**Entrées de données enregistrées**

————

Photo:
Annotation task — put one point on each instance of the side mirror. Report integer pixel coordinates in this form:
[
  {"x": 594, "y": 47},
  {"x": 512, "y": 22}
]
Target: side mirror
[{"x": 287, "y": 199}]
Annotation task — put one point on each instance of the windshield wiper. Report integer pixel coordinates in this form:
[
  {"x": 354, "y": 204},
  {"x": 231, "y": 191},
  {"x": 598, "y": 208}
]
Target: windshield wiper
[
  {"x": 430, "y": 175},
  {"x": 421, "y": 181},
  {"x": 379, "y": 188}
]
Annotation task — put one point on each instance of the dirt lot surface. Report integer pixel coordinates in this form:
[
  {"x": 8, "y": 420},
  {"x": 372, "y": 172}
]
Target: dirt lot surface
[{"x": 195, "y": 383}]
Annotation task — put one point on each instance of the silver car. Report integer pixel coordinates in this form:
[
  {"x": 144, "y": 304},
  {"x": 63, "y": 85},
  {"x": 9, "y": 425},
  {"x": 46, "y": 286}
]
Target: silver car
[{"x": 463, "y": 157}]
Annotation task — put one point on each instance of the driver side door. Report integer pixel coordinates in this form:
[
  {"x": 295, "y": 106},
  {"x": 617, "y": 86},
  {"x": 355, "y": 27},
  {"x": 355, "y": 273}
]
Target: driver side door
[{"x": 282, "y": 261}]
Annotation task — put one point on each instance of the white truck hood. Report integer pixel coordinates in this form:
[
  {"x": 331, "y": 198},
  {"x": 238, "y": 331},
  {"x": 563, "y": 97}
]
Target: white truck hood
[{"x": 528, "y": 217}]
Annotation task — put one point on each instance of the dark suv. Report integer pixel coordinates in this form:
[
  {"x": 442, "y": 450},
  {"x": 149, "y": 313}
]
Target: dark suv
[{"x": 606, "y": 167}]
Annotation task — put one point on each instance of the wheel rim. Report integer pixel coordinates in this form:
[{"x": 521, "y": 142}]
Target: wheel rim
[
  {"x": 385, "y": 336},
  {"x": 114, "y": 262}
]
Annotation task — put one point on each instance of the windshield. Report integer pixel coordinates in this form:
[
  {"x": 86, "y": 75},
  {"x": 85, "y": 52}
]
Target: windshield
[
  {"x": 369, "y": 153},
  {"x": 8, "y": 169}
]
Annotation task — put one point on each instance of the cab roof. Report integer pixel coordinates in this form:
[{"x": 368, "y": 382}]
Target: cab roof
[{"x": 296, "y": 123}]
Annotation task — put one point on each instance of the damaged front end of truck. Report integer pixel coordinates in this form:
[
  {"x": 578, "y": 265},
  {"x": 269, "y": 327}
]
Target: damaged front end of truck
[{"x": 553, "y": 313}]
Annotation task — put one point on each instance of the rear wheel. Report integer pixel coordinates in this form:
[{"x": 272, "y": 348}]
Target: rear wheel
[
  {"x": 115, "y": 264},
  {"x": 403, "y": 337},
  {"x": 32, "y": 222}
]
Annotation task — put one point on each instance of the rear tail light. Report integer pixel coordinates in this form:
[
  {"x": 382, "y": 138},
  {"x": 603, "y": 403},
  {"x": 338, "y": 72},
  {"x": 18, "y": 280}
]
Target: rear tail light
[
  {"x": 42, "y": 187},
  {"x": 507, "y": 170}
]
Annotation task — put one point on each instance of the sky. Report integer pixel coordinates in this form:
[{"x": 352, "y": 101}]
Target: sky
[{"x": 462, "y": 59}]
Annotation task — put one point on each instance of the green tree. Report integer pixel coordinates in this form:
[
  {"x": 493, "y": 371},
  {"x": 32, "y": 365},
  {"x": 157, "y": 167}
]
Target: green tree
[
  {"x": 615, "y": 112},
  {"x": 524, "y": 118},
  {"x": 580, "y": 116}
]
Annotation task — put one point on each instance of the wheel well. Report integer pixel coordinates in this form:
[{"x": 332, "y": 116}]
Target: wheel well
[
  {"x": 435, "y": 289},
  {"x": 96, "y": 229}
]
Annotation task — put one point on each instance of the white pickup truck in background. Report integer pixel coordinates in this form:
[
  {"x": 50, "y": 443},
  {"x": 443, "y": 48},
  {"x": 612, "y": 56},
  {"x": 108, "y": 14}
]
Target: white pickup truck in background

————

**Consigne**
Réécris les lignes qui vont de celle contenant "of the sky." jusqu'à la fin des enregistrements, en remplaçant "wheel well" par "wheel arch" et en laissant tout le reste identique.

**Solution**
Annotation task — put one point on each instance of the sky. Report integer pixel coordinates in this form:
[{"x": 352, "y": 101}]
Target: sky
[{"x": 462, "y": 59}]
Annotation task — put one point on each instance of the green tree. Report integer pixel coordinates in this form:
[
  {"x": 493, "y": 371},
  {"x": 32, "y": 365},
  {"x": 157, "y": 167}
]
Target: green tree
[
  {"x": 615, "y": 112},
  {"x": 524, "y": 118},
  {"x": 580, "y": 116}
]
Annotation task — put one point on each instance of the wheel arch. Report integer pixel coordinates in this form:
[{"x": 332, "y": 116}]
Target: wheel arch
[
  {"x": 435, "y": 289},
  {"x": 96, "y": 229}
]
Annotation task — put one point on each instance of the white pickup truck in background. Report integer pixel coordinates in this form:
[
  {"x": 50, "y": 443},
  {"x": 443, "y": 48},
  {"x": 612, "y": 56},
  {"x": 108, "y": 14}
]
Target: white pickup truck in background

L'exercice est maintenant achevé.